Photo labels with bounding boxes
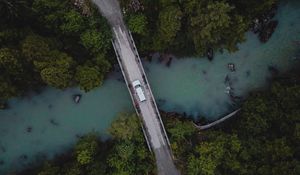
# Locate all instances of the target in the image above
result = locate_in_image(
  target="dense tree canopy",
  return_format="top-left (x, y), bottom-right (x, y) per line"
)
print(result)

• [EXERCISE REQUIREMENTS]:
Return all lines of the listing above verbatim, leaving out the picture.

• [RESULT FOR THIS EXERCISE]:
# Locate all instances of the target in the image above
result = locate_in_image(
  target="dense tree canopy",
  return_format="top-left (x, y), bottom-right (x, y) per line"
)
print(result)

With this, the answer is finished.